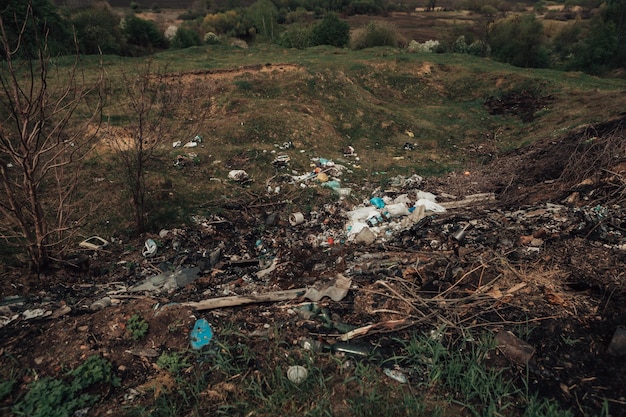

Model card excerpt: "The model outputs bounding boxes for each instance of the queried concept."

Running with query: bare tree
[0,4,103,270]
[108,61,206,233]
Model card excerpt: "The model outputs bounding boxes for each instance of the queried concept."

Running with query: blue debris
[190,318,213,350]
[370,197,385,209]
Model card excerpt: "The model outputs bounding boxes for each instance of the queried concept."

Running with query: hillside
[1,45,626,417]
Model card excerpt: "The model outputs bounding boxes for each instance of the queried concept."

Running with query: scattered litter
——————
§ **PROBLEM STATEMENT**
Exclude every picture, then reproduce the remaining data character for character.

§ **COMPLETED EXERCISE**
Model card excerpt: "The model outputs bounding boxes for each instance of the queried concept."

Running with query: bare tree
[0,4,103,270]
[108,61,206,233]
Model card excerpt: "The model outputs bounding boxes for each instance of the queried concept."

Running with query: blue debris
[190,318,213,350]
[370,197,385,209]
Model card excerpt: "The model outputs bounding boxes for each instance of the queried concept."

Running with query: hillside
[1,45,626,417]
Model card excerpt: "The model outputs bounding boxes for each instance of the queried concept."

Running with query: scattered litter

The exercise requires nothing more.